:: Given passage ::
╭──
We recognize the spirits business cost of revenue in the same manner that the related revenue is recognized. Our cost of revenue consists of product costs, including manufacturing costs, duties and other applicable importing costs, shipping and handling costs, packaging, warranty replacement costs, fulfillment costs, warehousing costs, and certain allocated costs related to management, facilities and personnel-related expenses associated with supply chain logistics.
Gross Profit and Gross Margin
Our gross profit for both our crypto and spirits business is the difference between our revenues and cost of revenue. Gross margin percentage is obtained by dividing gross profit by our revenue. Our gross profit and gross margin are, or may be, influenced by several factors, including:
•Market conditions that may impact the market value of our investment in intangible digital assets (SIP Tokens);
•Market conditions that impact the market value of the blockchain rewards (staking revenue);
•Staking yields for work performed on the validator;
•The cost of third party computer services that house our validator;
•The volume of tokens that we stake or commit to covered calls, and the terms of the related contracts;
•The volume of third party tokens assigned to our validator;
•Market conditions that may impact our pricing;
•Our cost structure for manufacturing operations, including contract manufacturers, relative to volume, and our product support obligations;
•Our capacity utilization and overhead cost absorption rates;
•Our ability to maintain our costs on the components that go into the manufacture of our products;
•Seasonal sales offerings or product promotions in conjunction with plans created with our distributors or retail channels;
•Our closure of our tasting rooms; and
•Our closure of our distillery operations and shift to third party production.
╰──
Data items
╭──
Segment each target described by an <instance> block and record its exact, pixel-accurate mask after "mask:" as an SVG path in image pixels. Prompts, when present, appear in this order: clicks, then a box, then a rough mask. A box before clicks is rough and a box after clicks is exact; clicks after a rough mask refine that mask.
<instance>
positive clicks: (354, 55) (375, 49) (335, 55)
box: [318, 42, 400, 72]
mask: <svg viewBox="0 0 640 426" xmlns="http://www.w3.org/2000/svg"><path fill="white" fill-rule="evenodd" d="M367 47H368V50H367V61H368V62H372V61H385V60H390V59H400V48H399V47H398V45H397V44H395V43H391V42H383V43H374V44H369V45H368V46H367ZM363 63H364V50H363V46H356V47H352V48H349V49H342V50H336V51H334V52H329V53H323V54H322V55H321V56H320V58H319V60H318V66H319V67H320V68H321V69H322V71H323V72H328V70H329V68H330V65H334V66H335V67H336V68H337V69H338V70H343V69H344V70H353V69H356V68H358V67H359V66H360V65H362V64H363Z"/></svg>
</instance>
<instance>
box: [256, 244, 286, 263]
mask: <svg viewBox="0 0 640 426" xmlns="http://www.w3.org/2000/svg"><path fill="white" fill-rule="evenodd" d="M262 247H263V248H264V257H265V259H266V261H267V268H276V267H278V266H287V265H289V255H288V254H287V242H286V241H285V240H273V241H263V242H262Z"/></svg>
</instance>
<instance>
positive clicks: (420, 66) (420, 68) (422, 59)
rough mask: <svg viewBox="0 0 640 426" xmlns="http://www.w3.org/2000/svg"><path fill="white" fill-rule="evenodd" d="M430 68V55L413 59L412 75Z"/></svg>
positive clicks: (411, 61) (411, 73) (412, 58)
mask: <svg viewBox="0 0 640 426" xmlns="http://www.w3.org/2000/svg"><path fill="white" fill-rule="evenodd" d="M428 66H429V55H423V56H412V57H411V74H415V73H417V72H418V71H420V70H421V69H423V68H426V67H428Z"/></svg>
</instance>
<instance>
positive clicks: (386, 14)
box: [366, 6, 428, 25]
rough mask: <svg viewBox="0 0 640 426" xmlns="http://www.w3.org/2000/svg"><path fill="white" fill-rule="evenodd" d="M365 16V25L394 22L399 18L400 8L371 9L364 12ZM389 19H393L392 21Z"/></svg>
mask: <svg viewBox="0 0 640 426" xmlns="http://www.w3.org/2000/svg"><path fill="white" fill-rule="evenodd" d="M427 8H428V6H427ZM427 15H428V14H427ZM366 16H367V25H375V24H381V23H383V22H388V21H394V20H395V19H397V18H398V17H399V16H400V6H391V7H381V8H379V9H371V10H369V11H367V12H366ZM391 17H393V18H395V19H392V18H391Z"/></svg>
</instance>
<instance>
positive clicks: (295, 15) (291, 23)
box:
╰──
:: To do ::
A. Swap "warehousing" for "storage" in the cost of revenue passage, starting with "We recognize the" and going on through "supply chain logistics.", and give that stretch again.
B. Please identify every line of the listing that contains the string "positive", and copy each of those lines.
The cost of revenue passage and the listing are separate material.

:: Exercise results ::
A.
We recognize the spirits business cost of revenue in the same manner that the related revenue is recognized. Our cost of revenue consists of product costs, including manufacturing costs, duties and other applicable importing costs, shipping and handling costs, packaging, warranty replacement costs, fulfillment costs, storage costs, and certain allocated costs related to management, facilities and personnel-related expenses associated with supply chain logistics.

B.
positive clicks: (354, 55) (375, 49) (335, 55)
positive clicks: (420, 66) (420, 68) (422, 59)
positive clicks: (411, 61) (411, 73) (412, 58)
positive clicks: (386, 14)
positive clicks: (295, 15) (291, 23)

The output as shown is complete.